Seit dem 1.November streiken die Arbeiter bei dem Verpackungshersteller Neupack, in Hamburg Stellingen und Rothenburg/Wümme, für einen Tarifvertrag. Es gibt keinen. Entsprechend nutzt die Unternehmensführung ihren Spielraum aus. Keine festen Urlaubsregelungen , auseinanderklaffende Gehälter, keine geregelten Arbeitszeiten; bei Neupack normal. Auch hört man von den Kollegen, dass die Maschinen immer schneller werden, um zu schnellerem Arbeiten zu zwingen.

 

Aber nicht nur das. In letzter Zeit nahm besonders die Schikane gegenüber kämpferischen und organisierten Kollegen zu. Ihren vorläufigen Höhepunkt fand sie in der Kündigung des Betriebsratsvorsitzenden, angeblich wegen falsch abgerechneter Fahrtkosten. Außerdem ist einer der Streikbrecher Betriebsratsmitglied; wer den gewählt hat, weiss von den Wählern keiner. Verhandlungsbereit ist eine solche Unternehmensführung natürlich nicht.


Ohne Tarifvertrag auf den man sich berufen kann, und bei solch einer aggressiven Personalführung, hat der einzelne Arbeiter keine Chance. Dem etwas entgegensetzen, das geht nur gemeinsam. Deswegen streiken die Arbeiter bei Neupack.

 

 

Damit stellen sie sich gegen die Krüger-Sippe, der das Unternehmen gehört. Diese hält ihre Art der Unternehmensführung für zweckmäßig. Denn wer den Zweck hat Profit zu machen, also möglichst mehr einzunehmen als investiert wurde, sieht in den Arbeitern nur Kostenfaktoren. Und wie solche behandelt man sie auch. Wer Geld verdienen will, und zwar mit der Arbeit seiner Angestellten, der ist an denen nur als Mittel zum Zweck interessiert. Für die Krügers als Kapitalisten, sind die Arbeiter nur ein Werkzeug, um reich zu werden. Und dieses Werkzeug funktioniert schlecht bezahlt, eingeschüchtert und gehetzt besser als gut bezahlt, kämpferisch und entspannt.

> **Daten zur Aufgabe**

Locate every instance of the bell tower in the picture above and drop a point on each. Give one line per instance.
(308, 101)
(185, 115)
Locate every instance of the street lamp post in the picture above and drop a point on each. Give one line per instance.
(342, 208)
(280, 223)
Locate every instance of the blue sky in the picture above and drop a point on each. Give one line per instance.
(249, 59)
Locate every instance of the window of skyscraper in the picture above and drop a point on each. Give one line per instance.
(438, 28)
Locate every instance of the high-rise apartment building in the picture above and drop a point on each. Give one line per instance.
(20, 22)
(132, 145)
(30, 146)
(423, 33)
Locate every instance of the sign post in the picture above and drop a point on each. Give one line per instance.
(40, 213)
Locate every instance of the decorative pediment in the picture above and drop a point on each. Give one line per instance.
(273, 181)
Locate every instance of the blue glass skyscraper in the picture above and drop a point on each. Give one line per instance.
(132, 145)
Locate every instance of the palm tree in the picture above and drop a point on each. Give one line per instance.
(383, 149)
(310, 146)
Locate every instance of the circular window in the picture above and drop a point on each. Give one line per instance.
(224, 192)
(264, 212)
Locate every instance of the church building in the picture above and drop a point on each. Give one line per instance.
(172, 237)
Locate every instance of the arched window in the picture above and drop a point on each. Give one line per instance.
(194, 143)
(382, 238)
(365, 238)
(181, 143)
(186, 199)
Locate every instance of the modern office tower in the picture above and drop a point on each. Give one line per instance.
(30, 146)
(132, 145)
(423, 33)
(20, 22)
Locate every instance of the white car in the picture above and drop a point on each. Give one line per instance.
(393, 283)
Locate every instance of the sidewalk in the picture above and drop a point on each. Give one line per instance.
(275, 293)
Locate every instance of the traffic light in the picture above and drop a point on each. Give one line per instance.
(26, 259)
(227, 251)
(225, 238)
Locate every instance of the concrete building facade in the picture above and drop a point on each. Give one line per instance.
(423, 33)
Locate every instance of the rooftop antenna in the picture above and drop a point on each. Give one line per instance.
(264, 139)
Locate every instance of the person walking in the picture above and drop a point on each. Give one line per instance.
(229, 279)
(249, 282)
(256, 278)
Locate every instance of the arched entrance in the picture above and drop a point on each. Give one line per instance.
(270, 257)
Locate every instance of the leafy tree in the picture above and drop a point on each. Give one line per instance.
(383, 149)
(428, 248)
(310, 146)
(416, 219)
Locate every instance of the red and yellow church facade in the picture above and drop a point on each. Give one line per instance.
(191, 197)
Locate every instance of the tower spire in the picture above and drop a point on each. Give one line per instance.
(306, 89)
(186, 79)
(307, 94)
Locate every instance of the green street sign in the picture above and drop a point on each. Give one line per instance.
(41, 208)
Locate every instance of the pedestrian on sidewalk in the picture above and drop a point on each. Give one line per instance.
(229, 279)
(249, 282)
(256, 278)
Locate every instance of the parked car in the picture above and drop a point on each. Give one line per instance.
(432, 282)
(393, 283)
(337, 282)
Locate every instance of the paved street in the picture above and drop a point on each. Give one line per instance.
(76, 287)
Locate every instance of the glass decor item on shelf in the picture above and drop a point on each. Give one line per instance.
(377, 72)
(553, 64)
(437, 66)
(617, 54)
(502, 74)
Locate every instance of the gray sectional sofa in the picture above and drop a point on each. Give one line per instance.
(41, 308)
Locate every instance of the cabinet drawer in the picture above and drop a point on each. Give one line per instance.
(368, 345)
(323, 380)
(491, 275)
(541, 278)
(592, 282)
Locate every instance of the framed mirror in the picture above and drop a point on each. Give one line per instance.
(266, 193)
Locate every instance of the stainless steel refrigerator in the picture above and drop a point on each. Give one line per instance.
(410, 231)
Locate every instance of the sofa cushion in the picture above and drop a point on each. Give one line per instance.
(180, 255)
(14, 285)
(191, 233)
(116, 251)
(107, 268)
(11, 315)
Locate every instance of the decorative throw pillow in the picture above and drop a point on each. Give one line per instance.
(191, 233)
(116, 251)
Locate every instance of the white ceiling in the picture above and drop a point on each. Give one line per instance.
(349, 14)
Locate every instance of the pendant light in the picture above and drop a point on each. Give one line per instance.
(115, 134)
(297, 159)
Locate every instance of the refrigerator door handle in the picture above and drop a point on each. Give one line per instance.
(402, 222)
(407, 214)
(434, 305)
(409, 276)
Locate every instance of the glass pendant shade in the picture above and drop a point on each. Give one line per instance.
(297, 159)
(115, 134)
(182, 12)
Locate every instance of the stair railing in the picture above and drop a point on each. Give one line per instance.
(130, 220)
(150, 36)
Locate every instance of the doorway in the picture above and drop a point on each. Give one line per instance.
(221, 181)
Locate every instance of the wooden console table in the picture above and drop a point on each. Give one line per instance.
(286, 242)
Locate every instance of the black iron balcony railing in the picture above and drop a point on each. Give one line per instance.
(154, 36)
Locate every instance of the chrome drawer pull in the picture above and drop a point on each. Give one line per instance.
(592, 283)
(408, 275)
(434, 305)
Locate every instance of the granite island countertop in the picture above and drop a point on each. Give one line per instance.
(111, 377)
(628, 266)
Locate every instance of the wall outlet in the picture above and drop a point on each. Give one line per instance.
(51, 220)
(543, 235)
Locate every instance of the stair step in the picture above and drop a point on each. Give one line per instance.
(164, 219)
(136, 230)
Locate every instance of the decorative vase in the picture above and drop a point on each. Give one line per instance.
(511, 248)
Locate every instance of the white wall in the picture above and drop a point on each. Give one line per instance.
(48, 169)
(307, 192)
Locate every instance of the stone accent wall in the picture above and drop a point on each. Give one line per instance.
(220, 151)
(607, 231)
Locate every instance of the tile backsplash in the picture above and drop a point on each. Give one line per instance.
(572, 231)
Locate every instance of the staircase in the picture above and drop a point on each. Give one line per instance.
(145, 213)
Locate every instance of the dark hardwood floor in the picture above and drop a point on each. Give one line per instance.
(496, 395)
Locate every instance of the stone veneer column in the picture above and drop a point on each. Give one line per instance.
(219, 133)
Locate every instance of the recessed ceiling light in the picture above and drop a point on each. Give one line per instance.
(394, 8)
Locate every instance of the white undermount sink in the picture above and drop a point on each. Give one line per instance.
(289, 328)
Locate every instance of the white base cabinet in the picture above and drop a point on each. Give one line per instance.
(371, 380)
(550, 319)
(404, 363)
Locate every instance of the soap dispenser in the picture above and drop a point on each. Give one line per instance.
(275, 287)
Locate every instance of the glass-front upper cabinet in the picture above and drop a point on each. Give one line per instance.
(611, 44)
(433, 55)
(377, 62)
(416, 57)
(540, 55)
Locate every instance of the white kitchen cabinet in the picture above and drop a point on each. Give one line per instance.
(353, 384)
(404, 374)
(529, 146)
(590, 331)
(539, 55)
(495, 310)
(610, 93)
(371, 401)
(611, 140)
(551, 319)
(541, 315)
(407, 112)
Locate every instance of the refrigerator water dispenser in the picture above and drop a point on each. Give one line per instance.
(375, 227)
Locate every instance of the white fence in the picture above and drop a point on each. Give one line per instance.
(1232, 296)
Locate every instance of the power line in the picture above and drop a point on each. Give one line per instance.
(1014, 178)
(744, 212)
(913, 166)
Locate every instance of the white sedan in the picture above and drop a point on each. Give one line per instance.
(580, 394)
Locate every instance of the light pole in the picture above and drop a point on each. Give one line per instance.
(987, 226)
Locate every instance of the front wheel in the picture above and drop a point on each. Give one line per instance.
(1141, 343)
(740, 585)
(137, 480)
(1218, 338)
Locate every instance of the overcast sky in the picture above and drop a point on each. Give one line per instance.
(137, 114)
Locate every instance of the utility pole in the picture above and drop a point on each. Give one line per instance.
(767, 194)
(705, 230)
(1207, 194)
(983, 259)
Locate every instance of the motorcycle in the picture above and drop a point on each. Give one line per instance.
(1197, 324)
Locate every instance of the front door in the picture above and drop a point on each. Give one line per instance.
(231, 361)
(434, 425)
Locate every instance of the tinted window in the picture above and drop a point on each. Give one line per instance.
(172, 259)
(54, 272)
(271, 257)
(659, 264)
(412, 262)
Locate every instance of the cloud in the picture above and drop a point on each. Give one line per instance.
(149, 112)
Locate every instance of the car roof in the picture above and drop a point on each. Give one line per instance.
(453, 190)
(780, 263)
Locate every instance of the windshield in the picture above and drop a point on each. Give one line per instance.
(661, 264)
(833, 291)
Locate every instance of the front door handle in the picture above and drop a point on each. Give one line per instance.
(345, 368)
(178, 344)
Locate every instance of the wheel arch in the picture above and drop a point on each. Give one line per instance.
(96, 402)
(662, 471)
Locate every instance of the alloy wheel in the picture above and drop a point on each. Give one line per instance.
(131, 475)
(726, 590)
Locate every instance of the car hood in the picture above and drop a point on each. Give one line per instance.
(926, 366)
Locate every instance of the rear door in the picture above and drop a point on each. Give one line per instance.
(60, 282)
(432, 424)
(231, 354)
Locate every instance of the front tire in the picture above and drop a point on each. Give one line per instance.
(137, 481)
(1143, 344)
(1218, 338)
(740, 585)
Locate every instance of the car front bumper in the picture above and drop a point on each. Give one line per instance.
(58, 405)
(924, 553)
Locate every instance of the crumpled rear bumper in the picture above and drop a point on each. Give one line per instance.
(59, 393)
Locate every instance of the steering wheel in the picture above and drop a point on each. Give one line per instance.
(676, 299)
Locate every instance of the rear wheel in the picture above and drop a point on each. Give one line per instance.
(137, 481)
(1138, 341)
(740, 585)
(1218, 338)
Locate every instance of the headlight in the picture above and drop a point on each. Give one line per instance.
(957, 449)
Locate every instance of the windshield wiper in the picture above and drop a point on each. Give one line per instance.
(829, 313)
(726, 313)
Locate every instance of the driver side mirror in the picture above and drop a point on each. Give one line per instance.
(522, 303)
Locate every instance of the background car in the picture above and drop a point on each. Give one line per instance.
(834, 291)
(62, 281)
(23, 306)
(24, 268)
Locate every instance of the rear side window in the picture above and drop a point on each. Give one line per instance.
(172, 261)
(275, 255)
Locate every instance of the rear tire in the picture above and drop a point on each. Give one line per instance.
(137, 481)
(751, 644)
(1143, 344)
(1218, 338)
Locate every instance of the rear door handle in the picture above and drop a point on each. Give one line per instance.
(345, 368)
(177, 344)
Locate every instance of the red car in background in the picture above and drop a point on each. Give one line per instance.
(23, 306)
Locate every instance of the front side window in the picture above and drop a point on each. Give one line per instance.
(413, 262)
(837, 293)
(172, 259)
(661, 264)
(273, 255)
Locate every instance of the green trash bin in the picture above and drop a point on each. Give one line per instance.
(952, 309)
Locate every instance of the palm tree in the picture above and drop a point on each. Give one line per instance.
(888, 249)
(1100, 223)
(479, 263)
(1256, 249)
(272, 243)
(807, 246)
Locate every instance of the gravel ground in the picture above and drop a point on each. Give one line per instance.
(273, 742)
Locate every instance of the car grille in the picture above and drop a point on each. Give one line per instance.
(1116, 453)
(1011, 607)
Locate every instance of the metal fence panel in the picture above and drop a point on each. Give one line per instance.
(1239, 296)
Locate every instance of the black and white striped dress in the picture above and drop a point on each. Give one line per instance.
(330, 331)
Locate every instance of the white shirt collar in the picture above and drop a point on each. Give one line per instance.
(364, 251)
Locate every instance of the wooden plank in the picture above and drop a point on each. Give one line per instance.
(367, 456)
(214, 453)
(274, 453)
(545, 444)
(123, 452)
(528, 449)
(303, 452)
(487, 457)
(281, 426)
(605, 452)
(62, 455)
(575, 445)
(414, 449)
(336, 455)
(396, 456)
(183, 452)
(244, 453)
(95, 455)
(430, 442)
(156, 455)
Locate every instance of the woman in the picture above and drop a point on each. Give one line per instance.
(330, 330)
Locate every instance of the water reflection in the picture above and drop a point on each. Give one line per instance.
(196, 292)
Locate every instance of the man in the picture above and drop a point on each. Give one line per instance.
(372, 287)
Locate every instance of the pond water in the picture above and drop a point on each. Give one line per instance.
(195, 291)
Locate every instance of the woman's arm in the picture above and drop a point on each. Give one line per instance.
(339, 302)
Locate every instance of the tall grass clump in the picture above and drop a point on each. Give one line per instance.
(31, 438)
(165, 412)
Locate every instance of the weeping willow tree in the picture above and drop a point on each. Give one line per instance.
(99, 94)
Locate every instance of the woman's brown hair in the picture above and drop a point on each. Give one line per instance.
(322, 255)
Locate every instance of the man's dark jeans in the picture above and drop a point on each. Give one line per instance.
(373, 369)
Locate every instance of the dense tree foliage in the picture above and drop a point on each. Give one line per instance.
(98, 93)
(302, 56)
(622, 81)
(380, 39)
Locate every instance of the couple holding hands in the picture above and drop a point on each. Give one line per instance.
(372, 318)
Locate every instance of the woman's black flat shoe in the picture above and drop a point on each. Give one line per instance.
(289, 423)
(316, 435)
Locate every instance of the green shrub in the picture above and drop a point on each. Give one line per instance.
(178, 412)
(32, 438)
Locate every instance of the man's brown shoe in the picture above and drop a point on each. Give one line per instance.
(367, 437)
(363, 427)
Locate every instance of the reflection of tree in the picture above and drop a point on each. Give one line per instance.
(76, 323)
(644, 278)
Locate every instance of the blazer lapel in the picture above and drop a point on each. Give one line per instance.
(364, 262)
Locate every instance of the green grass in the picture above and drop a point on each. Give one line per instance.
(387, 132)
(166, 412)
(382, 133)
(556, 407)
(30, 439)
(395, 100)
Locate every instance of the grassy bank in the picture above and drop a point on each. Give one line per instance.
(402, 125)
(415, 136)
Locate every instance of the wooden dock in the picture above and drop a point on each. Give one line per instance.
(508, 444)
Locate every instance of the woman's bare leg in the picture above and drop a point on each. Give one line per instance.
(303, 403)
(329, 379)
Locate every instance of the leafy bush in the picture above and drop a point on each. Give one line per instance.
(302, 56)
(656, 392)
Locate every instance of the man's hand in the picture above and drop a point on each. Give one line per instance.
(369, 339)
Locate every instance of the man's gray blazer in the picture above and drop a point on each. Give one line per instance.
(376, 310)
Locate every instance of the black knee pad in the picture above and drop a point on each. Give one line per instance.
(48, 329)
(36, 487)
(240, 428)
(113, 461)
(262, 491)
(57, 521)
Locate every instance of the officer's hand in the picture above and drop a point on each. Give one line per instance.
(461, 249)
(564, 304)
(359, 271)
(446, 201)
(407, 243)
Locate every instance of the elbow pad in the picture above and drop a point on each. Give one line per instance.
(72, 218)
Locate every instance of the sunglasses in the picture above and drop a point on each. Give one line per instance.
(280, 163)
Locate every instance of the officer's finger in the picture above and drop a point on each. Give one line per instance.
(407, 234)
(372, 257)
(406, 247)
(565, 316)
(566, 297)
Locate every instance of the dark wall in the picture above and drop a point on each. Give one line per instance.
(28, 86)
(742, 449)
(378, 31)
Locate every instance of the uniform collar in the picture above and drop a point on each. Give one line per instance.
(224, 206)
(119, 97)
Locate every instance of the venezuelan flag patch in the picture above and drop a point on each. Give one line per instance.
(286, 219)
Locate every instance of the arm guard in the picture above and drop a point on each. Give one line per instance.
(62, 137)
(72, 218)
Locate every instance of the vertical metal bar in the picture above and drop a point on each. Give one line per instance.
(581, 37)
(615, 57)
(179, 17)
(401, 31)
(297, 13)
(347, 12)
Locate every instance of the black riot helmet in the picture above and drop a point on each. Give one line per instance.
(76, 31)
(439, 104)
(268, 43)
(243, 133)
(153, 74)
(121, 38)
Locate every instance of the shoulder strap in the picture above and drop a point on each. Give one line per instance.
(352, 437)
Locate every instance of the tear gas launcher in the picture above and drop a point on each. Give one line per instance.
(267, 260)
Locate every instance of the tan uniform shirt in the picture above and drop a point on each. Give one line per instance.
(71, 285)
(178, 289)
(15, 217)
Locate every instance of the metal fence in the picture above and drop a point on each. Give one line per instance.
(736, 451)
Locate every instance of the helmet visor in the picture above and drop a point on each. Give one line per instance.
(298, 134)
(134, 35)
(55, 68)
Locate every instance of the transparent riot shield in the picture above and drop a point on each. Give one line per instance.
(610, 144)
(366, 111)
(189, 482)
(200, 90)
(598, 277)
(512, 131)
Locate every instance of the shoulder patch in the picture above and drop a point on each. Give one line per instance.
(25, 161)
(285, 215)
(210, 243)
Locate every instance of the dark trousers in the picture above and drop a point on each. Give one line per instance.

> **Zu erledigende Aufgaben**
A – Wiederhole den Text über den Streik bei Neupack vollständig und ohne jede Änderung.
B – Zähle die Zeilen der Datensätze, in denen die Zeichenfolge „dispenser“ vorkommt, und nenne nur die Zahl.

> **Lösungen**
A –
Seit dem 1.November streiken die Arbeiter bei dem Verpackungshersteller Neupack, in Hamburg Stellingen und Rothenburg/Wümme, für einen Tarifvertrag. Es gibt keinen. Entsprechend nutzt die Unternehmensführung ihren Spielraum aus. Keine festen Urlaubsregelungen , auseinanderklaffende Gehälter, keine geregelten Arbeitszeiten; bei Neupack normal. Auch hört man von den Kollegen, dass die Maschinen immer schneller werden, um zu schnellerem Arbeiten zu zwingen.

 

Aber nicht nur das. In letzter Zeit nahm besonders die Schikane gegenüber kämpferischen und organisierten Kollegen zu. Ihren vorläufigen Höhepunkt fand sie in der Kündigung des Betriebsratsvorsitzenden, angeblich wegen falsch abgerechneter Fahrtkosten. Außerdem ist einer der Streikbrecher Betriebsratsmitglied; wer den gewählt hat, weiss von den Wählern keiner. Verhandlungsbereit ist eine solche Unternehmensführung natürlich nicht.


Ohne Tarifvertrag auf den man sich berufen kann, und bei solch einer aggressiven Personalführung, hat der einzelne Arbeiter keine Chance. Dem etwas entgegensetzen, das geht nur gemeinsam. Deswegen streiken die Arbeiter bei Neupack.

 

 

Damit stellen sie sich gegen die Krüger-Sippe, der das Unternehmen gehört. Diese hält ihre Art der Unternehmensführung für zweckmäßig. Denn wer den Zweck hat Profit zu machen, also möglichst mehr einzunehmen als investiert wurde, sieht in den Arbeitern nur Kostenfaktoren. Und wie solche behandelt man sie auch. Wer Geld verdienen will, und zwar mit der Arbeit seiner Angestellten, der ist an denen nur als Mittel zum Zweck interessiert. Für die Krügers als Kapitalisten, sind die Arbeiter nur ein Werkzeug, um reich zu werden. Und dieses Werkzeug funktioniert schlecht bezahlt, eingeschüchtert und gehetzt besser als gut bezahlt, kämpferisch und entspannt.

B – 2